• [Aim] Copy out the entries in the stretch from the line containing "Find the nose;" through the line containing "M 55 120 L 50", requests included. Offset every coordinate in the answer outlines by adding 31, and leave all other numbers as they are.

• [Provided material]
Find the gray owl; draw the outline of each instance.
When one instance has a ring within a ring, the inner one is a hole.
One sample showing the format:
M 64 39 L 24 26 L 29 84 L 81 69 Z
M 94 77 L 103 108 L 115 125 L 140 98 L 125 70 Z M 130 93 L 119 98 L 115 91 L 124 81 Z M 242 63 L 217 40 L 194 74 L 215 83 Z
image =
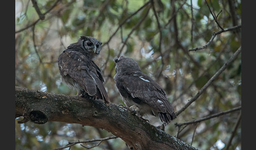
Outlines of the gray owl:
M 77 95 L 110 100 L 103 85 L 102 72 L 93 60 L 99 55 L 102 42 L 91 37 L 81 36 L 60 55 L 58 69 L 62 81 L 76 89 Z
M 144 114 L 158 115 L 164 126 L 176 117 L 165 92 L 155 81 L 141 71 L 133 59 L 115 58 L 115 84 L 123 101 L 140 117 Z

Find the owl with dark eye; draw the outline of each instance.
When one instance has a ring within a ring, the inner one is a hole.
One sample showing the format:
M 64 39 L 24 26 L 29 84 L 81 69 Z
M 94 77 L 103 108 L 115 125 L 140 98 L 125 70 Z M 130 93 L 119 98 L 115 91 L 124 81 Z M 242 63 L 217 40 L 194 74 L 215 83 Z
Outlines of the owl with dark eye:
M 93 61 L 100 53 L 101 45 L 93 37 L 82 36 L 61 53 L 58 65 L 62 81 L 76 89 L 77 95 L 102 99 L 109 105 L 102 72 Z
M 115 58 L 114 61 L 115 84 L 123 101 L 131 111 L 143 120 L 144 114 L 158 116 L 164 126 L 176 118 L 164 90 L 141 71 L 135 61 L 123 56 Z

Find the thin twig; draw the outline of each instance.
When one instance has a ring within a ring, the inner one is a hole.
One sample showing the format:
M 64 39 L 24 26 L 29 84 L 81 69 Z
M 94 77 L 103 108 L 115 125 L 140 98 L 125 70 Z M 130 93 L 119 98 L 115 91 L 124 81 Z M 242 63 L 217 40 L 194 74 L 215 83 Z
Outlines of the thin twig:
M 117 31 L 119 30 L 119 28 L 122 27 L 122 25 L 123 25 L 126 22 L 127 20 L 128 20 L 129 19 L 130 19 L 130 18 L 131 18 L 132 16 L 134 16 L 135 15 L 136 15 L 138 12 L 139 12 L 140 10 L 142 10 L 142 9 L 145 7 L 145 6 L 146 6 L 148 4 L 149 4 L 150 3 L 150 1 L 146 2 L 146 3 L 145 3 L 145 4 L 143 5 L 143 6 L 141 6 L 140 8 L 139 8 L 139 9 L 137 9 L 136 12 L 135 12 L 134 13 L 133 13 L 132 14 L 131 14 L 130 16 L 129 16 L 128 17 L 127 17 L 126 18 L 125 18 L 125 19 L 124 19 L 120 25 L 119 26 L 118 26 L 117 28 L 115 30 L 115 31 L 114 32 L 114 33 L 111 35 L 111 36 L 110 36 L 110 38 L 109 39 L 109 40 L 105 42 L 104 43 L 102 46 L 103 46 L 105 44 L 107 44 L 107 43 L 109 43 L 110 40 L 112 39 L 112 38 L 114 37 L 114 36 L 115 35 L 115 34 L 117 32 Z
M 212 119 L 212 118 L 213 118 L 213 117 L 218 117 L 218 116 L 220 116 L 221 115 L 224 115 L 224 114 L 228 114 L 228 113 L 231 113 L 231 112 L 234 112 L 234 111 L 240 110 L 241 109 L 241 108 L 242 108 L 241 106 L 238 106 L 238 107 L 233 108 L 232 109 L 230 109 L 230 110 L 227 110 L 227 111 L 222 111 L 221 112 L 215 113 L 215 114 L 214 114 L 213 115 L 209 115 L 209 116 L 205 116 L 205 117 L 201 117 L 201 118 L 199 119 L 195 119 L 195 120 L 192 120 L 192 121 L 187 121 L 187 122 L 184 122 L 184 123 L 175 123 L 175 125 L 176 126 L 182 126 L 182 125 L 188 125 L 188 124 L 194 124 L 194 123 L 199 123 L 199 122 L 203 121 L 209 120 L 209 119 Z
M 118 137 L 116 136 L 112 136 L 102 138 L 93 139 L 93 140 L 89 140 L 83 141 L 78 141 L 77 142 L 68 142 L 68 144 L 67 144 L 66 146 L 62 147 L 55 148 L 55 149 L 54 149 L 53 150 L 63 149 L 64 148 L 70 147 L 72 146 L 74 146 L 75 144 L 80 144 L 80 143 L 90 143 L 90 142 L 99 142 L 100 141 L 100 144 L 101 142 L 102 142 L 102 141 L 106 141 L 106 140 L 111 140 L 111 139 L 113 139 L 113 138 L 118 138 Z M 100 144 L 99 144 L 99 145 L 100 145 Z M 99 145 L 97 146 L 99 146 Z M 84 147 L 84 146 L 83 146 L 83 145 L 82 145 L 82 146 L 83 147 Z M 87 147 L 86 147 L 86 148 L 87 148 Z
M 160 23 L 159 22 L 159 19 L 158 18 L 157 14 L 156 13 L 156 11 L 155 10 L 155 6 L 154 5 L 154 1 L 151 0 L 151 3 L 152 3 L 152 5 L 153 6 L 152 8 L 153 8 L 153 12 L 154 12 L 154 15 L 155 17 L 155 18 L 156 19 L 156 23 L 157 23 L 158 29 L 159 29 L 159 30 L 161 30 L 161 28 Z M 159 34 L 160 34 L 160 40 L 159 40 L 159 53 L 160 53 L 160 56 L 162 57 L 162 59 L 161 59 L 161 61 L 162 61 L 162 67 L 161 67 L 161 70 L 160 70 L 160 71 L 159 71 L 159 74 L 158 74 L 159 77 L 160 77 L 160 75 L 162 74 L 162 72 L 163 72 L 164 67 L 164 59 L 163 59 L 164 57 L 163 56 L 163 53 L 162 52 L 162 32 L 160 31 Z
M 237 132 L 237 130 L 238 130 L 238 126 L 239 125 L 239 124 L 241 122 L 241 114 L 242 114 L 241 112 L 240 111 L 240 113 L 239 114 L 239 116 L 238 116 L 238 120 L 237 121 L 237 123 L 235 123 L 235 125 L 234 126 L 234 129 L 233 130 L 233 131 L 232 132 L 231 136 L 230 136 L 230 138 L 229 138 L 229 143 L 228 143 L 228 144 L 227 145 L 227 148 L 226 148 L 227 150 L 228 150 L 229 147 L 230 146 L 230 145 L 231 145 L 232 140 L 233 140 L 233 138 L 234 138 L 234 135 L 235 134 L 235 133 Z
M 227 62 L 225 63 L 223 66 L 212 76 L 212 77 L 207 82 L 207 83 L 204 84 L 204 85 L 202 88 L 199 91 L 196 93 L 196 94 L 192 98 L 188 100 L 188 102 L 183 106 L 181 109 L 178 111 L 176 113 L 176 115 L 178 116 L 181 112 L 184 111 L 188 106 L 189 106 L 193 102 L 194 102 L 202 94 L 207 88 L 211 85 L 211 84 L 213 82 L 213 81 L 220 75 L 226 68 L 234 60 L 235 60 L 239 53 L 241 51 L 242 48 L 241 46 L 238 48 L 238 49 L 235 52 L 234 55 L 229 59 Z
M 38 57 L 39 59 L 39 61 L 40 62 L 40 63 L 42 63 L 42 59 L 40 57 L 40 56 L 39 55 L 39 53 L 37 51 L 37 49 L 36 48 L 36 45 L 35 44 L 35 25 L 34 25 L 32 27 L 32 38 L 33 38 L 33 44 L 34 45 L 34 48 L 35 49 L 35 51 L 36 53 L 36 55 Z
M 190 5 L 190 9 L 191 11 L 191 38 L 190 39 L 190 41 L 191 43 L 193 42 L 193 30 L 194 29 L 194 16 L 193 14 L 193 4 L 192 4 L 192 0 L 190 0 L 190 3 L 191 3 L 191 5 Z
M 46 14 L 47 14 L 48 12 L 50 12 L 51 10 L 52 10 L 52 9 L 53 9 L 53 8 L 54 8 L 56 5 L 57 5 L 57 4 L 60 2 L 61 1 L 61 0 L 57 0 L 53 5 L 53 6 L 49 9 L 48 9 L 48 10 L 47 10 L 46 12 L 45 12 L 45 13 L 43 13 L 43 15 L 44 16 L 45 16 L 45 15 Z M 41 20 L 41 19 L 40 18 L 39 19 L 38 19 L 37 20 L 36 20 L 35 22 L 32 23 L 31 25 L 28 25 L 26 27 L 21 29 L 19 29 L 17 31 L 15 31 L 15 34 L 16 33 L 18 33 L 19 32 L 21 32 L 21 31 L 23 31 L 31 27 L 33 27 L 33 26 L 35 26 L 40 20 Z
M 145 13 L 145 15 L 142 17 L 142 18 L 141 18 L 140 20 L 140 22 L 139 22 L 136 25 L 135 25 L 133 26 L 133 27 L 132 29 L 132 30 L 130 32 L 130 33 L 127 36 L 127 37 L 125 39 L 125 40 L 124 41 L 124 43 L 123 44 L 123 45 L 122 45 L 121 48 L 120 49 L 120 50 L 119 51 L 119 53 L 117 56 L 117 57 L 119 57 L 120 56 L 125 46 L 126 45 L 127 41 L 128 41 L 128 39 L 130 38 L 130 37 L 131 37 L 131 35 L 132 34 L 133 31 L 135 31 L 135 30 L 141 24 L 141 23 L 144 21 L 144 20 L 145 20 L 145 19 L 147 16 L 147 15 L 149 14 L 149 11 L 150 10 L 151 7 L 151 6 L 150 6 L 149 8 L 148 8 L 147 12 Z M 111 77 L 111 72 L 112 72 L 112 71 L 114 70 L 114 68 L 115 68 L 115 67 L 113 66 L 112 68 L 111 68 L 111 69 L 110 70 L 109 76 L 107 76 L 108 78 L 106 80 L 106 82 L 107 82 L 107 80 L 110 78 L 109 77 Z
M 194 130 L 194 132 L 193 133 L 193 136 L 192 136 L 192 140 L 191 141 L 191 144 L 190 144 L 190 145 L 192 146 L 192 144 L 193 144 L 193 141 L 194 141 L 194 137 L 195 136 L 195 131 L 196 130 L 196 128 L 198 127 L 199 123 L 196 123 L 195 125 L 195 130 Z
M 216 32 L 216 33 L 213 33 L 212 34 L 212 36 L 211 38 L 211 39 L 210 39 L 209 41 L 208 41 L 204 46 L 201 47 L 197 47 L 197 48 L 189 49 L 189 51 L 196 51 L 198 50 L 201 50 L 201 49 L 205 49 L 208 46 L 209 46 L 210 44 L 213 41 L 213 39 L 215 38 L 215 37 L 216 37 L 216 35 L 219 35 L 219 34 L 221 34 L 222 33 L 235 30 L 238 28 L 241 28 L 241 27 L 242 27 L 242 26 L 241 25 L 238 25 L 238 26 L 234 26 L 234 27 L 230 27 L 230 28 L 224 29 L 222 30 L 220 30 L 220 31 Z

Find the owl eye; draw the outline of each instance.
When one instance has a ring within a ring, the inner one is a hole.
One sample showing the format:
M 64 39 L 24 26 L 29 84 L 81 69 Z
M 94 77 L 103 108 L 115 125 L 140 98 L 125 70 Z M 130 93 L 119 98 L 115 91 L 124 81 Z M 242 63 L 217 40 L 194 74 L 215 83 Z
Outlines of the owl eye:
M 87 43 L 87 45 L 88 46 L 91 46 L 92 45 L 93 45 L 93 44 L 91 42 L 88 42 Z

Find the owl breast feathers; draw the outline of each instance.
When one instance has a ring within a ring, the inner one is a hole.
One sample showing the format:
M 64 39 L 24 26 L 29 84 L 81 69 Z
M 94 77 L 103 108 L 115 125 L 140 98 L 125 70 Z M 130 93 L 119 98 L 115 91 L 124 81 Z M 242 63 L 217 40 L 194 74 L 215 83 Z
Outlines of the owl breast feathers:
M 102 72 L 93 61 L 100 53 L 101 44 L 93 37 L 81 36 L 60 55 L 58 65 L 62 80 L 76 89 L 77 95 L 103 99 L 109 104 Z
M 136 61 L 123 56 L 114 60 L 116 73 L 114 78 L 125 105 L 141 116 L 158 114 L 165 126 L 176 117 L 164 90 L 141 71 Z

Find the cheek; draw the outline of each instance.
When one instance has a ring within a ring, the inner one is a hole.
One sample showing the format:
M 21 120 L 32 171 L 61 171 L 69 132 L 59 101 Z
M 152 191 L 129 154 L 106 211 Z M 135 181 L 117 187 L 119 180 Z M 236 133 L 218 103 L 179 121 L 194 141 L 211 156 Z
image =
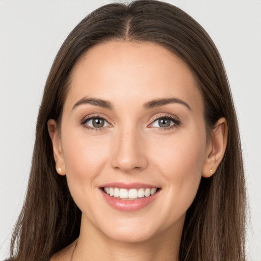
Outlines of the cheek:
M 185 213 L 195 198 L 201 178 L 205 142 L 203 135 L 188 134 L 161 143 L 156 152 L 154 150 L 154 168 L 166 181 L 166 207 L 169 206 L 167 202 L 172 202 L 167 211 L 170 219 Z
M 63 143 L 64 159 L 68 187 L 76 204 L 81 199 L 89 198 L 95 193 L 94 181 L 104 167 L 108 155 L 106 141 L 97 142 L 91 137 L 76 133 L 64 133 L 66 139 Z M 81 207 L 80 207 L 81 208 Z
...
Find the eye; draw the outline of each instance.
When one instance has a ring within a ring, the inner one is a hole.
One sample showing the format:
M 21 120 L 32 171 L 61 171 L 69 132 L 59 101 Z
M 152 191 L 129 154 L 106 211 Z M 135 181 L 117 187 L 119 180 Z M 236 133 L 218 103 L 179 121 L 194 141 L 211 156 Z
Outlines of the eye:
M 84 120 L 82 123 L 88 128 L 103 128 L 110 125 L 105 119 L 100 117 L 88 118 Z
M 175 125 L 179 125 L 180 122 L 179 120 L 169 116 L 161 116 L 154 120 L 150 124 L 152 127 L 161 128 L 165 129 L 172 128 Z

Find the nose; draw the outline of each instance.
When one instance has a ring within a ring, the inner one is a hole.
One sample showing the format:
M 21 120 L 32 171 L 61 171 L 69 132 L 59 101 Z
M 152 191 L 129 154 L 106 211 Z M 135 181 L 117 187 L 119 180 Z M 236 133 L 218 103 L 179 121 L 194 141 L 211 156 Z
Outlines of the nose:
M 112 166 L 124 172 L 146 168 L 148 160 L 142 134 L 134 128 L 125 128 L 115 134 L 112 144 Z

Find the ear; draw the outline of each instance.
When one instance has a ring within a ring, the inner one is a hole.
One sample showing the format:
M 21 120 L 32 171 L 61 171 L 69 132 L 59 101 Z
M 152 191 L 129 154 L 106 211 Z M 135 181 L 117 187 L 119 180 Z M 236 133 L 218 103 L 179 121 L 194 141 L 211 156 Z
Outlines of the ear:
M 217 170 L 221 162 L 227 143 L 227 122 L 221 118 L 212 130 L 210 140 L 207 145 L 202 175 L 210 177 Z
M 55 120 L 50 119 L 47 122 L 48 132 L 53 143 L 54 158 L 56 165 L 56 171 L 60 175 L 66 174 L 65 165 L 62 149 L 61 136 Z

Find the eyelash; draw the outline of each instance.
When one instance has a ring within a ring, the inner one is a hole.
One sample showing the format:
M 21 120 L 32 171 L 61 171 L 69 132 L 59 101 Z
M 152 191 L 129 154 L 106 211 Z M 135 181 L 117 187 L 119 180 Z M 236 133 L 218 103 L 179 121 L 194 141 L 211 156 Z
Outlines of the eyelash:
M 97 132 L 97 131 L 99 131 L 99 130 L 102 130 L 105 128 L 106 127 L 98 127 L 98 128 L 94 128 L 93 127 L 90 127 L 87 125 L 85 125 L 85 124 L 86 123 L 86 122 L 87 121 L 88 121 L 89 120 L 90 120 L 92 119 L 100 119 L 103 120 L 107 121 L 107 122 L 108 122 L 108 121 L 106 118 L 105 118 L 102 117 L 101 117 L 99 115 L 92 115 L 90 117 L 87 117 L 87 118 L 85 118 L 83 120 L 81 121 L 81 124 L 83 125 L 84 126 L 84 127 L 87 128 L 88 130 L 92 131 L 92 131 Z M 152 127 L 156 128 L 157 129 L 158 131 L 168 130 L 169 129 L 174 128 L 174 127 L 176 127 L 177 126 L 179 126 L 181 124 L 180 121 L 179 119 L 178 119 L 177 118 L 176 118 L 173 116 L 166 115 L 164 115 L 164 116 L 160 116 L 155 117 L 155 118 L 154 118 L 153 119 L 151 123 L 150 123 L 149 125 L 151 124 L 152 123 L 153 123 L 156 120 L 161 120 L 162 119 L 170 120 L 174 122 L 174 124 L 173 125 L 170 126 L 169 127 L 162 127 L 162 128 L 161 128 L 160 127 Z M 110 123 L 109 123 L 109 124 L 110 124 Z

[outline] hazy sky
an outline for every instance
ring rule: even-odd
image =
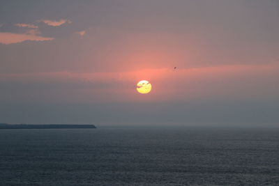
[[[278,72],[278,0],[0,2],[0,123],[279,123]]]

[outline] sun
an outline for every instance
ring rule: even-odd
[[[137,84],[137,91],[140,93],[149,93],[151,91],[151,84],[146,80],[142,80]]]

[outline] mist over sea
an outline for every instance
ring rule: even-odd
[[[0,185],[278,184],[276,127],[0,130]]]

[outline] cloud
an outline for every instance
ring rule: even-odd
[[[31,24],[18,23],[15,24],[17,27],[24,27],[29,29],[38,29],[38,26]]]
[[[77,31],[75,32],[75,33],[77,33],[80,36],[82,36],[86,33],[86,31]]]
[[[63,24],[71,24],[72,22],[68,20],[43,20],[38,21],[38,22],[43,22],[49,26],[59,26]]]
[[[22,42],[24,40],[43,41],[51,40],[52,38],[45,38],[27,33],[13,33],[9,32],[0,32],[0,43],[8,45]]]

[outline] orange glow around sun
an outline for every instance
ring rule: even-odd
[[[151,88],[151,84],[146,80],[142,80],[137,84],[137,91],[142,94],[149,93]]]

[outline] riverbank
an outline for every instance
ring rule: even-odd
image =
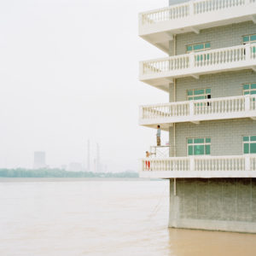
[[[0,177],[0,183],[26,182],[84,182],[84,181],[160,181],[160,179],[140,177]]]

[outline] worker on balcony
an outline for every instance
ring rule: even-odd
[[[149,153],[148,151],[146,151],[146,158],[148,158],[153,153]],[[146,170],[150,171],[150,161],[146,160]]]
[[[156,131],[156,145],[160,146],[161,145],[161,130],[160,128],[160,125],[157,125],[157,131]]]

• [Correct response]
Find the nose; draw the outline of each instance.
When one instance has a ring within a ring, the inner one is a hole.
One sample showing the format:
M 21 120 L 32 171 L 61 171 L 69 132 L 59 101 Z
M 152 191 L 129 154 L 106 211 Z M 135 181 L 117 187 L 119 180 Z M 236 133 L 218 103 L 179 121 L 194 141 L 211 156 Z
Outlines of the nose:
M 143 197 L 155 203 L 177 199 L 179 191 L 173 165 L 165 159 L 156 159 L 146 165 L 143 175 Z

Find the ear; draw the outline of each instance.
When one instance has a ring within a ring, the inner one is a hole.
One sample showing the format:
M 21 120 L 32 171 L 61 171 L 69 132 L 59 101 Z
M 152 191 L 129 154 L 106 211 Z M 135 181 L 117 187 L 119 180 Z M 236 133 L 218 103 L 179 121 L 194 141 L 211 156 Z
Outlines of the ear:
M 248 201 L 252 193 L 258 174 L 258 153 L 252 149 L 243 161 L 241 171 L 238 176 L 233 206 L 241 208 Z
M 86 151 L 81 150 L 78 153 L 79 163 L 84 174 L 85 189 L 87 196 L 87 202 L 91 206 L 97 205 L 96 196 L 93 180 L 92 167 Z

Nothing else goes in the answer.